* Work required *
Write out all of the data below word for word, keeping every line and its order unchanged.

## Begin Input

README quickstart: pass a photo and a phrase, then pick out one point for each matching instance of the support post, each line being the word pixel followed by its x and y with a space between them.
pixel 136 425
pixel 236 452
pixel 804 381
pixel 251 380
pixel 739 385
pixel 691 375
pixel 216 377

## End Input

* Answer to the exercise *
README quickstart: pass a photo and a phrase, then pick out one point for each matching instance of the support post, each line being the word pixel followed by its x and y with a space between them.
pixel 136 425
pixel 236 452
pixel 804 381
pixel 251 380
pixel 739 385
pixel 691 375
pixel 216 377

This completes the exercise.